- Work request 1 -
In the case study of Ms. X, how old was she when her husband and children first noticed her uncharacteristic behaviors?
- Work request 2 -
Write the next part of the case study of Ms. X, picking up after its last sentence.

++++ Text under study ++++

What Is the Diagnosis?

A Middle-aged Woman with Markedly Inappropriate Behaviors

Ms. X was a successful high school math teacher and was well liked by her students and co-workers. When she was 45 years old, her husband and children began noticing that she exhibited uncharacteristic lewd and rude behaviors. She began to tell sexually explicit stories to family, friends, and colleagues and to make inappropriate comments about strangers at restaurants. When people talked to her, she would echo back their last sentence. Sometimes, she became irritable and would pace around a room. She started to put non-food items in her mouth. She laughed and giggled a lot and didn't seem to care if others were embarrassed and annoyed.

Until these behaviors surfaced, Ms. X had been a well mannered woman and had behaved appropriately in all regards. She had no prior history of psychiatric or neurological illnesses.

The only noteworthy family history of psychiatric illness was major depression in one of her two sisters.

KNOWING THIS MUCH OF THE HISTORY, WHAT DO YOU THINK IS THE MOST LIKELY PSYCHIATRIC DIAGNOSIS?

As time went on, Ms. X exhibited these behaviors more frequently and her friends and family became increasingly distressed. She was required to take a leave of absence from her job. Despite this, Ms. X didn't seem concerned. Over time, her sleeping patterns became disrupted. Sometimes, she would get up and start her day in the middle of the night.

HAVE YOU CHANGED YOUR OPINION ABOUT THE DIAGNOSIS?

Ms. X became increasingly quiet and withdrawn. She understood conversations but did not appear to be willing or able to vocalize her thoughts.

Gradually, she started to lose certain cognitive abilities. She would forget where she parked her car at the grocery store, and she started driving erratically. She was unable to figure out a tip at a restaurant and made errors when writing checks to pay household bills.

NOW WHAT YOU ARE THINKING IN TERMS OF DIAGNOSIS?

Eventually, Ms. X became mute and needed help with everyday tasks, including dressing and bathing. If she ventured outside the house, she might wander off and get lost.

++++ Given entries ++++

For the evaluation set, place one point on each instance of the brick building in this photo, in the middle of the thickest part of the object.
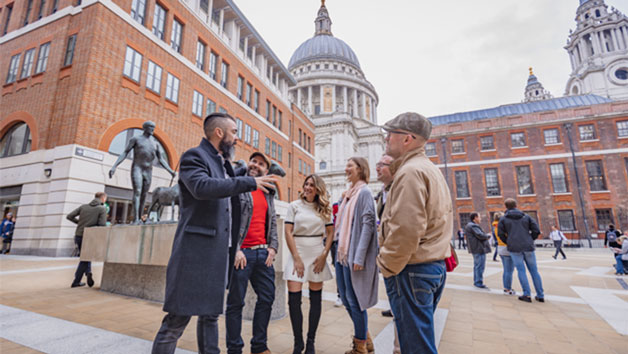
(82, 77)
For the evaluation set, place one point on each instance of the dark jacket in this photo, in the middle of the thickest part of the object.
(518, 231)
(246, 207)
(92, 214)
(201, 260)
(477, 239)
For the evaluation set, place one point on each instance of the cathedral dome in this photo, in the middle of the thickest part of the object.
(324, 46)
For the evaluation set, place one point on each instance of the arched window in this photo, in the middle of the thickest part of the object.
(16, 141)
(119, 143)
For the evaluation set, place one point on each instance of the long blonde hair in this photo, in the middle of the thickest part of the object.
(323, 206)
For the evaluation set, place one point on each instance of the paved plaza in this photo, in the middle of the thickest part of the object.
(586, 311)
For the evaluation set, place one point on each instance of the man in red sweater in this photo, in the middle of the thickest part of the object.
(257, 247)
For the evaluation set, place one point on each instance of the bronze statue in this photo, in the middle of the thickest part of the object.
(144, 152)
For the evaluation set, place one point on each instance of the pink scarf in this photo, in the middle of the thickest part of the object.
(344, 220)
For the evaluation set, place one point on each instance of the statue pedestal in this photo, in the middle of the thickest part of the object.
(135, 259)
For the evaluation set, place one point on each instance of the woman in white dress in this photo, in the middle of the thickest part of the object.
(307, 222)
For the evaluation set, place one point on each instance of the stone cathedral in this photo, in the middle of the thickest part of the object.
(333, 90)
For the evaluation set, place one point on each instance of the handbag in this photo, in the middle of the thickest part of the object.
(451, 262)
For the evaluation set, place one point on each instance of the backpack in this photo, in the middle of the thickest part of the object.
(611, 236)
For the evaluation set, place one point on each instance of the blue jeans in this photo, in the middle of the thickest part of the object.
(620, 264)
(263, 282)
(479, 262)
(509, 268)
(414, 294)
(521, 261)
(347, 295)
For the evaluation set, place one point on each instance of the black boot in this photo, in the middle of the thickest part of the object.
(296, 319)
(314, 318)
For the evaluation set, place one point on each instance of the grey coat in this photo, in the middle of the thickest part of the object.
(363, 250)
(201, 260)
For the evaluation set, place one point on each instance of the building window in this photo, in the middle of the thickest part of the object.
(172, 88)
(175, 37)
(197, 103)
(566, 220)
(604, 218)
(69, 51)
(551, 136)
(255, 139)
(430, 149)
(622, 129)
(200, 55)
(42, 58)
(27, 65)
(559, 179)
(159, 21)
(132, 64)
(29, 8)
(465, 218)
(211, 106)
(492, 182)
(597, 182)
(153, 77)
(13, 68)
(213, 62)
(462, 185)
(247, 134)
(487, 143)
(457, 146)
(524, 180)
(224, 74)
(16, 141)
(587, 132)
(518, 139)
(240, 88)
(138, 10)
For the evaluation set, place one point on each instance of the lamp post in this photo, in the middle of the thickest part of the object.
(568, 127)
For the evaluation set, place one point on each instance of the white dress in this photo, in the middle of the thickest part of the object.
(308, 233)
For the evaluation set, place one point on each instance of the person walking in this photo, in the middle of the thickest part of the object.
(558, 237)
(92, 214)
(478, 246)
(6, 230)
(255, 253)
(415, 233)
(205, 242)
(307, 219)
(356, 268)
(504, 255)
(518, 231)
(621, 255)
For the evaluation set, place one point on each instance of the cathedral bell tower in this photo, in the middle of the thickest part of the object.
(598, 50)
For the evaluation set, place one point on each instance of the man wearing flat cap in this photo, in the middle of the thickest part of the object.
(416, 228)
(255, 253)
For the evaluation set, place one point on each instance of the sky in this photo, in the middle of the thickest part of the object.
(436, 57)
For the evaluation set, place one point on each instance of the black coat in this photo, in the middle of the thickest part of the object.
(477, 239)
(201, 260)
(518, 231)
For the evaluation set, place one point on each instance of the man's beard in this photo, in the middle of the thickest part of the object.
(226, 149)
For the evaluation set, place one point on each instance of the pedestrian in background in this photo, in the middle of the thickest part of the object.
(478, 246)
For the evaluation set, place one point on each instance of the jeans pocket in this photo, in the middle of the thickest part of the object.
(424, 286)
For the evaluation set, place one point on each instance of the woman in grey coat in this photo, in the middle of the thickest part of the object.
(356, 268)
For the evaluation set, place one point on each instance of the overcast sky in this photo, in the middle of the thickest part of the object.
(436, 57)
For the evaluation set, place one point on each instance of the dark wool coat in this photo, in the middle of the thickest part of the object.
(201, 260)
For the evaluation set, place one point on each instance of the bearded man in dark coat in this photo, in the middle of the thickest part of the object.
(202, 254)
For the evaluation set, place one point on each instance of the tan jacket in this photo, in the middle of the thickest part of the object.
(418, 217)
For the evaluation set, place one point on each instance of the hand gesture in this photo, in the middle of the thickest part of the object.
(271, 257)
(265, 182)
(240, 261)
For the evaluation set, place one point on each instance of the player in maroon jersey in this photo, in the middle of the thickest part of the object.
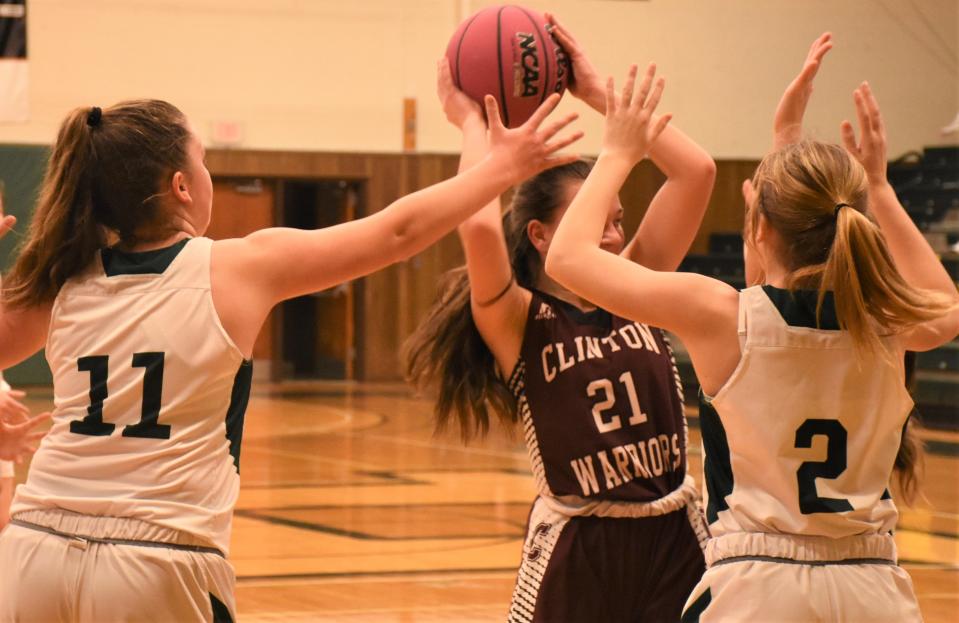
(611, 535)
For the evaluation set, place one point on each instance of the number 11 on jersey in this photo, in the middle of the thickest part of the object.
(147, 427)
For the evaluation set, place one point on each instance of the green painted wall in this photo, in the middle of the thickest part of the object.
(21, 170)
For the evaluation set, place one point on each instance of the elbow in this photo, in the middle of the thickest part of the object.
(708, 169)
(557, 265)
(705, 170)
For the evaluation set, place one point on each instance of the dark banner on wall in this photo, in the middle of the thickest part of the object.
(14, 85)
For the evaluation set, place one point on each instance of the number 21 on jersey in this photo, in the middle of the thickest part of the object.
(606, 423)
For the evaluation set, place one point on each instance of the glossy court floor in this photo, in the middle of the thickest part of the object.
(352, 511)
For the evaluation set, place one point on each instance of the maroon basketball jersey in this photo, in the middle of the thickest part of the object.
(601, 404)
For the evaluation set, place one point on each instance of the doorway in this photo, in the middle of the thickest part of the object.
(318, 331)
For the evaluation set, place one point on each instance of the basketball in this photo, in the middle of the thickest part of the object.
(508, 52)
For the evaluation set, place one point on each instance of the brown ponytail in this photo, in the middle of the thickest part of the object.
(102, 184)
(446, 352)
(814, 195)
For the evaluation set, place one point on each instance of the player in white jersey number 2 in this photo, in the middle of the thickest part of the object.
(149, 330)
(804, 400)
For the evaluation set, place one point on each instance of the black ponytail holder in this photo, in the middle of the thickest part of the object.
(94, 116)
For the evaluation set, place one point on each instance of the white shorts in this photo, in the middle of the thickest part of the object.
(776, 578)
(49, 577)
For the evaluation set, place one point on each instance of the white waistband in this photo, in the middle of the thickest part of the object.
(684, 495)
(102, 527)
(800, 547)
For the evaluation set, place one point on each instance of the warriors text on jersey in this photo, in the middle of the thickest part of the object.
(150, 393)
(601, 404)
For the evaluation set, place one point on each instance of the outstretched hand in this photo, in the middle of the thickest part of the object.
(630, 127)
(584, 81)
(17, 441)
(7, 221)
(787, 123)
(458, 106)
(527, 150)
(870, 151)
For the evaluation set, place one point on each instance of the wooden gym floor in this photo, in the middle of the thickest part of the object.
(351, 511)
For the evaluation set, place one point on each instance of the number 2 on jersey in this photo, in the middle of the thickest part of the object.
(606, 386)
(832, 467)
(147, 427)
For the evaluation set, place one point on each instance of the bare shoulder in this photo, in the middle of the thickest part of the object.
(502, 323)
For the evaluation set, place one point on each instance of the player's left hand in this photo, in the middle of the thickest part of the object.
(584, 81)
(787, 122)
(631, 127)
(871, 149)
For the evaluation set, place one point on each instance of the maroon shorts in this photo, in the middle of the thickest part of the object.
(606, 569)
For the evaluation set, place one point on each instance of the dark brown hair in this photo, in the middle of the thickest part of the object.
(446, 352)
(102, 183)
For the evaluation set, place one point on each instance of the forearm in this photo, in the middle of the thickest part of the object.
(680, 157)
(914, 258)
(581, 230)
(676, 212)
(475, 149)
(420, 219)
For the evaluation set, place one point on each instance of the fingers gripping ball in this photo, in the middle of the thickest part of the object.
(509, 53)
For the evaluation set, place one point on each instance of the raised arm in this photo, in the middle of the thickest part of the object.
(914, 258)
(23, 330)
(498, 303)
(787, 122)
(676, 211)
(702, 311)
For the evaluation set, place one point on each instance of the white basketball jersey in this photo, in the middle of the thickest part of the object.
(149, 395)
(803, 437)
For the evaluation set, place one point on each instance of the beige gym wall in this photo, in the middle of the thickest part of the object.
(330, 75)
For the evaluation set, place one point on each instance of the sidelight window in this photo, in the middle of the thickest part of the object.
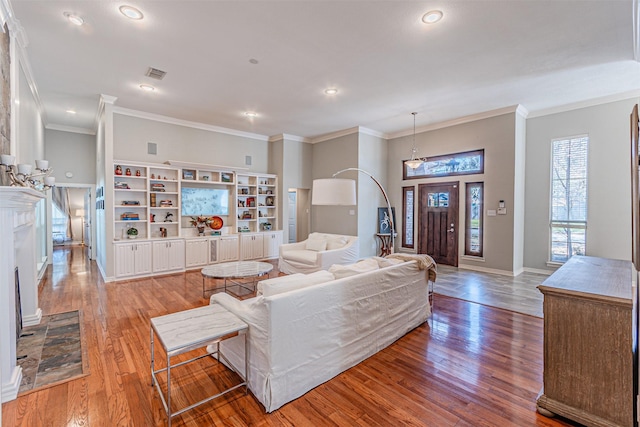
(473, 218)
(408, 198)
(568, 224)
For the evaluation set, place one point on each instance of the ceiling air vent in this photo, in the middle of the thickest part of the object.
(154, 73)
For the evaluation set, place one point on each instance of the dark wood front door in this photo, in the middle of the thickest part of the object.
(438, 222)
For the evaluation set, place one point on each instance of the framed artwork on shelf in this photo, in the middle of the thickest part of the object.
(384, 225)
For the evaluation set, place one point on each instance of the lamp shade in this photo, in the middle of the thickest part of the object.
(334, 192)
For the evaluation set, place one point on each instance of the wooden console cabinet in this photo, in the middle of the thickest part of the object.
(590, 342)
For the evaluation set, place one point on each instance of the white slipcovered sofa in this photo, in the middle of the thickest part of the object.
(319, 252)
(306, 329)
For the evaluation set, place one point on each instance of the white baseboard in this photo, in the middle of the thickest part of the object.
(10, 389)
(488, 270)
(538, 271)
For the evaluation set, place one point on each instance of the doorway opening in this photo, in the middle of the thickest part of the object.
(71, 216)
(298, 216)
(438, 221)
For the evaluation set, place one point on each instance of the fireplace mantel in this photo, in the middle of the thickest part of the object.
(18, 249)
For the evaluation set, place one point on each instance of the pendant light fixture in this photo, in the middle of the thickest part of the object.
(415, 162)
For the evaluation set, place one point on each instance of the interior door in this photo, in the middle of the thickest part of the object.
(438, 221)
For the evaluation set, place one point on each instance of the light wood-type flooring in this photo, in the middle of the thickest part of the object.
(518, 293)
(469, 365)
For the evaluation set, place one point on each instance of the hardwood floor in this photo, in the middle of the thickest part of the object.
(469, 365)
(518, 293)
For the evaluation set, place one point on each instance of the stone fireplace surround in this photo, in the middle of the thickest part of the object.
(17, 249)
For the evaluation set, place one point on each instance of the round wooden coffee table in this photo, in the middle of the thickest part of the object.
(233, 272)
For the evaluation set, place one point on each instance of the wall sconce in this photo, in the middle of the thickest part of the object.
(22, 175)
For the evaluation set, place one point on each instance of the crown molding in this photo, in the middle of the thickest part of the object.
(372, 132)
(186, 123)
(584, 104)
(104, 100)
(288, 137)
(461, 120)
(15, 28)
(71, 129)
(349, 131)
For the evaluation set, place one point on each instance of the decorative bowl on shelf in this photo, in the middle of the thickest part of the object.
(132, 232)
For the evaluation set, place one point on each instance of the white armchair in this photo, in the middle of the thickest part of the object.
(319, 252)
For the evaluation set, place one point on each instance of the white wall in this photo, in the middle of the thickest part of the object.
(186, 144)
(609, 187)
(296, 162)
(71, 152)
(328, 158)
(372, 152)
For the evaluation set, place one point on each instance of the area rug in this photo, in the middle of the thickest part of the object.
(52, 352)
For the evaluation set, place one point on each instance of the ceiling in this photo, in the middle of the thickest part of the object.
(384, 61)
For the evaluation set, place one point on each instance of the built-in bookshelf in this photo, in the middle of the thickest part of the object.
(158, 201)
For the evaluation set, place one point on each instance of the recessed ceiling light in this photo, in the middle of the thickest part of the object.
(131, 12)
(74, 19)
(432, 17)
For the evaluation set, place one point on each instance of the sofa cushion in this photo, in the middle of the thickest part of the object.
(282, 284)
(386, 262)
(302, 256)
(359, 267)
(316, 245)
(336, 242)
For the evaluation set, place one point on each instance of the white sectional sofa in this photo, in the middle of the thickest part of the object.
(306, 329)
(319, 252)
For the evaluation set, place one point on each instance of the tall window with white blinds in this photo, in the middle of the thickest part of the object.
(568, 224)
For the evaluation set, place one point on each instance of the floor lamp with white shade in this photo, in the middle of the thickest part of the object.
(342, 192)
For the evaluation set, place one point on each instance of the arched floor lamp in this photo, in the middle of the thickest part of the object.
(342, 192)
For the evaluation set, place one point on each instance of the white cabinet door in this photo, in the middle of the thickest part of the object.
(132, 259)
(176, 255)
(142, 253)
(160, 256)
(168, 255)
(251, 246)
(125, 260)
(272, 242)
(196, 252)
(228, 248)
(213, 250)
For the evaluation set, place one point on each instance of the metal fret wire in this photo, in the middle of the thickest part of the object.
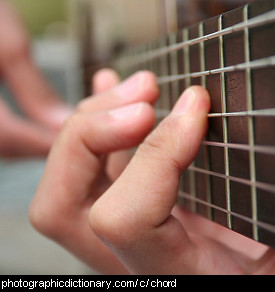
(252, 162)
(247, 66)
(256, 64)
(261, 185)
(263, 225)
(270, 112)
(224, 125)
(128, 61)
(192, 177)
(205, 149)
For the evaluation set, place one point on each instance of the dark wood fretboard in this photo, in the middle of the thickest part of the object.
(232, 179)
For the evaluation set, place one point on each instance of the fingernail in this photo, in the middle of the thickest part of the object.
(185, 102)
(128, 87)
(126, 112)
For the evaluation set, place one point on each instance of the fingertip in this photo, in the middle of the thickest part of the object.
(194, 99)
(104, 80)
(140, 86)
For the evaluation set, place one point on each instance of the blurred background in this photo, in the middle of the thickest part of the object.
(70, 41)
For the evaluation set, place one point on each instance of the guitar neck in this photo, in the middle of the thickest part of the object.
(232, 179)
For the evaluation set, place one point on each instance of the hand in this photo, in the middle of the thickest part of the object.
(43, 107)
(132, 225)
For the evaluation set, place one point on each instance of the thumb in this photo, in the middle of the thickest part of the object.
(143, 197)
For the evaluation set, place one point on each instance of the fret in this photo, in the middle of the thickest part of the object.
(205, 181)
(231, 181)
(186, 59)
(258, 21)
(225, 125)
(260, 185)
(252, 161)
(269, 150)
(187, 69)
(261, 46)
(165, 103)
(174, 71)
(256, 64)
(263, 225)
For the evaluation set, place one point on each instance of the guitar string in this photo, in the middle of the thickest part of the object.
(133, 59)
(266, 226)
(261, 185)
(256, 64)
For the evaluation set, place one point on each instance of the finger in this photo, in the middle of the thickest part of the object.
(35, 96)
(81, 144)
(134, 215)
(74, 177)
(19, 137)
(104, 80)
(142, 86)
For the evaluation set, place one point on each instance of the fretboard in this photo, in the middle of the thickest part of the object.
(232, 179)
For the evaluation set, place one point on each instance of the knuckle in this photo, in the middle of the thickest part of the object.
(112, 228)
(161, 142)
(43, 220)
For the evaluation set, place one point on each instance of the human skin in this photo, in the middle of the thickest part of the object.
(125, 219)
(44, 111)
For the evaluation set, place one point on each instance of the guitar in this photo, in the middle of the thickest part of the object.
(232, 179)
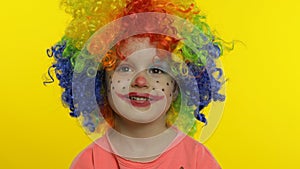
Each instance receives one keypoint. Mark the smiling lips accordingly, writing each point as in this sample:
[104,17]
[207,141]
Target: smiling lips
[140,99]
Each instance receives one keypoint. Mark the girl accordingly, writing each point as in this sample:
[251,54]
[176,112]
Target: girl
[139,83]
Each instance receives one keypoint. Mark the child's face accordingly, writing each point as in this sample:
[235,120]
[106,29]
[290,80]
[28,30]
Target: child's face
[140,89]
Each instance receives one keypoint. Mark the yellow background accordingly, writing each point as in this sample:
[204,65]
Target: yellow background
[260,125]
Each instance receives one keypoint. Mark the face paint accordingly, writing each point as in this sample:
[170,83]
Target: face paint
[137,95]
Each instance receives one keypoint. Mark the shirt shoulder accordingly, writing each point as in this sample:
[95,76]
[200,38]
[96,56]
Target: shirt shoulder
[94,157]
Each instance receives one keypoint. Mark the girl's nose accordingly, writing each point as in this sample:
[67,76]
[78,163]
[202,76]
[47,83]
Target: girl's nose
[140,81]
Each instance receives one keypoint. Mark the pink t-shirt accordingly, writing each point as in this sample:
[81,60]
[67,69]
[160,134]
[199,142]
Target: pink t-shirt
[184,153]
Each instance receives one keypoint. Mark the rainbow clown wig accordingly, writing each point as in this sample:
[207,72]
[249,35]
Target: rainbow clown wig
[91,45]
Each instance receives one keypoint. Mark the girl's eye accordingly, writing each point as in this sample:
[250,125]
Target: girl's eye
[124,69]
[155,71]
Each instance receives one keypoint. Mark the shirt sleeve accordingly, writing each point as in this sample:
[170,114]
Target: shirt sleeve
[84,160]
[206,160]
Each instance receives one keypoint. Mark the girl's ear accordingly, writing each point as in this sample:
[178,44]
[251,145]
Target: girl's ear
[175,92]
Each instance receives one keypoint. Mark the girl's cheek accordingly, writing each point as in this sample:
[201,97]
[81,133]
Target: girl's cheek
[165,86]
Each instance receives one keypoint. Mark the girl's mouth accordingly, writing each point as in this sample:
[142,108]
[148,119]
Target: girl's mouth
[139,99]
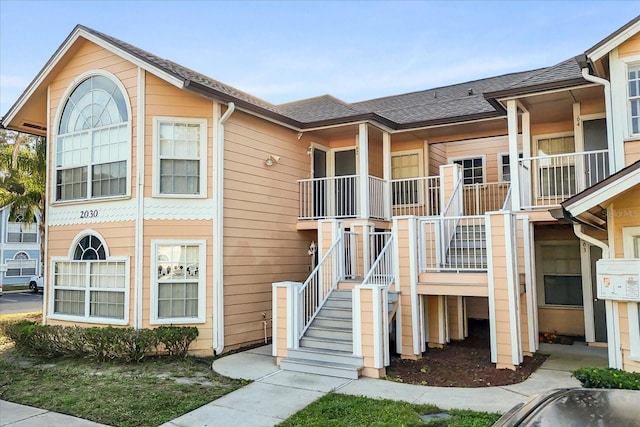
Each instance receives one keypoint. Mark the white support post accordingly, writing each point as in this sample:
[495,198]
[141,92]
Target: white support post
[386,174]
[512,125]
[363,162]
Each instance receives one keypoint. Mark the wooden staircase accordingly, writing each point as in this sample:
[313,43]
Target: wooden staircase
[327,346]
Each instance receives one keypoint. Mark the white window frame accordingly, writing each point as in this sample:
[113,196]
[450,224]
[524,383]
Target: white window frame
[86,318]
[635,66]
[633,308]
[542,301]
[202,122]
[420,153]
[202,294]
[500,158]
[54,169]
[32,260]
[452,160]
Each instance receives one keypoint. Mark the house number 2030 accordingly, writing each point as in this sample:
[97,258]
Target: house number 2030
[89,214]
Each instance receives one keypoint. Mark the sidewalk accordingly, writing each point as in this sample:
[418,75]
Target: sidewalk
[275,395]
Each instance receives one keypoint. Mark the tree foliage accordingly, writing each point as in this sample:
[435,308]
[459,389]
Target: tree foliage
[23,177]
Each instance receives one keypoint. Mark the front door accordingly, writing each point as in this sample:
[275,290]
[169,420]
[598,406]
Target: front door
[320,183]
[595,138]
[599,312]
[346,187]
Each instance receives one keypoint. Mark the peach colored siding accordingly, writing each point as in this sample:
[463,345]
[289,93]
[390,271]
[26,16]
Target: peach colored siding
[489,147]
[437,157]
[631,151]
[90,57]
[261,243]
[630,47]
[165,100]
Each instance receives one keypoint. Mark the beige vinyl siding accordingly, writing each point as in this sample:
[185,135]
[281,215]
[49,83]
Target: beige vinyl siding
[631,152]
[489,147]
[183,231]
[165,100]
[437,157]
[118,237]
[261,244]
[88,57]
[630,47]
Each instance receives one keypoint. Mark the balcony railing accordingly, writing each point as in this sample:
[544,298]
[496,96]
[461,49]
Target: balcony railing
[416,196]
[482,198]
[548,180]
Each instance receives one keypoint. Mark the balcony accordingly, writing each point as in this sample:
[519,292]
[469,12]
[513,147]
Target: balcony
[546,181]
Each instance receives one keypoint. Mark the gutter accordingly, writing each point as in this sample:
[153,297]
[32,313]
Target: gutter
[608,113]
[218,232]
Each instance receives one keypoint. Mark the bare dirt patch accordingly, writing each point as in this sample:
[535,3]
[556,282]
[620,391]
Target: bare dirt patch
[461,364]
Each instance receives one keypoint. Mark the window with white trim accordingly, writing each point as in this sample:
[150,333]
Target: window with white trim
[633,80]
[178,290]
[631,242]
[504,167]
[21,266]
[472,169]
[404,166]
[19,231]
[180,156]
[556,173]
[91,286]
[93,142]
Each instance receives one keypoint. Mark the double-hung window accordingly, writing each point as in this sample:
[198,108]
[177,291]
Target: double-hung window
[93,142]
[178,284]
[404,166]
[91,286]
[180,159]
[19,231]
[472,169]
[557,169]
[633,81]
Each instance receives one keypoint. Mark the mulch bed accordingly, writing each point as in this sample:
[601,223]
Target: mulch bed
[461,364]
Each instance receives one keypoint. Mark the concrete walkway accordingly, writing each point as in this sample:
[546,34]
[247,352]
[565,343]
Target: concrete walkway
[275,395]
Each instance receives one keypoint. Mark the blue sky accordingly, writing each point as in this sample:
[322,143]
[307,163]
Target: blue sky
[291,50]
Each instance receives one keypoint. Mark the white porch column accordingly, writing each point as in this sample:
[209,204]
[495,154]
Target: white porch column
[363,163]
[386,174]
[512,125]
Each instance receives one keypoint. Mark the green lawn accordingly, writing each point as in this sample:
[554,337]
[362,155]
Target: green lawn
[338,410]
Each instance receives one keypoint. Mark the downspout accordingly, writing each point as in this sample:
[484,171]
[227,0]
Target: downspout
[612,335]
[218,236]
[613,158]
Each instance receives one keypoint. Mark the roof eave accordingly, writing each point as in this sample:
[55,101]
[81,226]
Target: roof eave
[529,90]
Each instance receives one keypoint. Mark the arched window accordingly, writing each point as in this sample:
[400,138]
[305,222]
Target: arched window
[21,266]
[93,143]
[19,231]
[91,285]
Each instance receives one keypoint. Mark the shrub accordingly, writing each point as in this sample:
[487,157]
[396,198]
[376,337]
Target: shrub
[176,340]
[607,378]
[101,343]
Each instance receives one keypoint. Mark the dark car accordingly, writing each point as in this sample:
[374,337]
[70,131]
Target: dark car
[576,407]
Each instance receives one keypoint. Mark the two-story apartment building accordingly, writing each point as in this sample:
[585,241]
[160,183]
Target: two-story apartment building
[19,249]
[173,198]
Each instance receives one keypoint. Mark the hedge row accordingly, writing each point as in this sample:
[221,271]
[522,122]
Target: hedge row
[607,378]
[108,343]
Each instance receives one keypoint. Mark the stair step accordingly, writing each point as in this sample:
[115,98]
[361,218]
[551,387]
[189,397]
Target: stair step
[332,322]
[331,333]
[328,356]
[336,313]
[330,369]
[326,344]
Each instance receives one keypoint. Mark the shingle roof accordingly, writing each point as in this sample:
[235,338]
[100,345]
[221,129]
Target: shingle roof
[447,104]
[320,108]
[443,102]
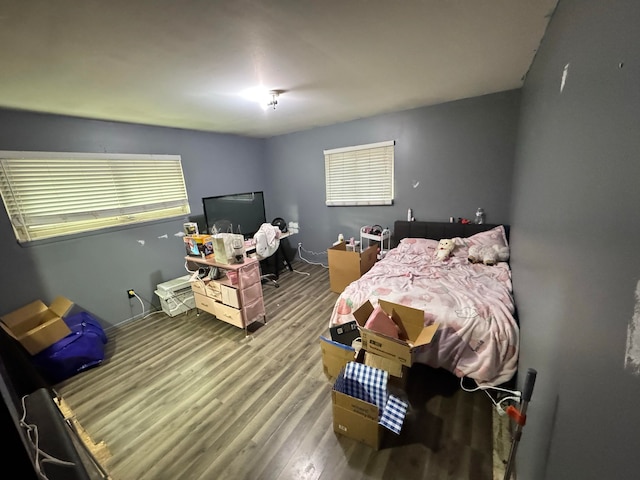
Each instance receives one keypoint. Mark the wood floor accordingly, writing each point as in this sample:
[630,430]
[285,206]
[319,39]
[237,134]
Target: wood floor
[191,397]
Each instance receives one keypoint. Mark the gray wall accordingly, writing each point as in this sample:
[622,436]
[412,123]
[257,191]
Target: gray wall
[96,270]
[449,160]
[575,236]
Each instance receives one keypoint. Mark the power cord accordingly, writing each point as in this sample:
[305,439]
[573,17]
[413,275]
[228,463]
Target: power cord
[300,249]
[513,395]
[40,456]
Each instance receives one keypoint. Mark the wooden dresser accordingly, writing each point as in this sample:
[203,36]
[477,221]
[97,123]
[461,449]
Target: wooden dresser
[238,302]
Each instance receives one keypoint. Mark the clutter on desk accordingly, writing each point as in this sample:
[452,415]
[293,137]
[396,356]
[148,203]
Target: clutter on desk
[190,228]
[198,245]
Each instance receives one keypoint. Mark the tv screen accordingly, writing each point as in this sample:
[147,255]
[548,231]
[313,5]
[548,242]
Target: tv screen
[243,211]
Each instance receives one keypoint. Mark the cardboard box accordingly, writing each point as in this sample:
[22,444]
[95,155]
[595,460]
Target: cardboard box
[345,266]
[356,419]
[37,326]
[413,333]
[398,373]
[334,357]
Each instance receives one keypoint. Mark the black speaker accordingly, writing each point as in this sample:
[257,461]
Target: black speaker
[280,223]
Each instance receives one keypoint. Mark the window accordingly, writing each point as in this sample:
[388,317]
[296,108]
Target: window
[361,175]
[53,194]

++++

- Task response 1 -
She was 45 years old.

- Task response 2 -
Ms. X was evaluated by a psychiatrist, who ordered an MRI brain scan. The results of this scan demonstrated an unusual brain shape - the front part was markedly shrunken compared to the middle and back parts of her brain.

Unfortunately, Ms. X ultimately wandered away from home, fell into a pond, and died.

The family agreed to an autopsy. The brain was examined by a neuropathologist, who used various staining techniques to test for the presence of unusual proteins that might have accumulated in the brain. These stains showed the accumulation of a large number of clumps of a protein called TDP-43 in the shrunken parts of the brain.

The clinical course of Ms. X's symptoms, the results of the MRI scan, and the demonstration of TDP-43 accumulation in the brain are all consistent with a diagnosis of behavioral variant frontotemporal dementia (bvFTD), a form of progressive dementia.

If you thought that the illness initially sounded like bipolar disorder, you were thinking correctly. Early symptoms of bvFTD can be mistaken for mania. Over time, however, this woman's illness did not follow the usual course of bipolar disorder and increasingly took on the characteristics of a neurodegenerative illness.

In people between the ages of 45 and 65, frontotemporal dementias are responsible for as many cases of dementia as Alzheimer's disease. Because dementias are relatively uncommon in people of this age, however, many doctors are unaware of frontotemporal dementias.

There are currently no treatments that slow down the progression of bvFTD or that are very helpful with the dramatic symptoms of this disorder. Death usually occurs within about 6 to 11 years after the onset of symptoms.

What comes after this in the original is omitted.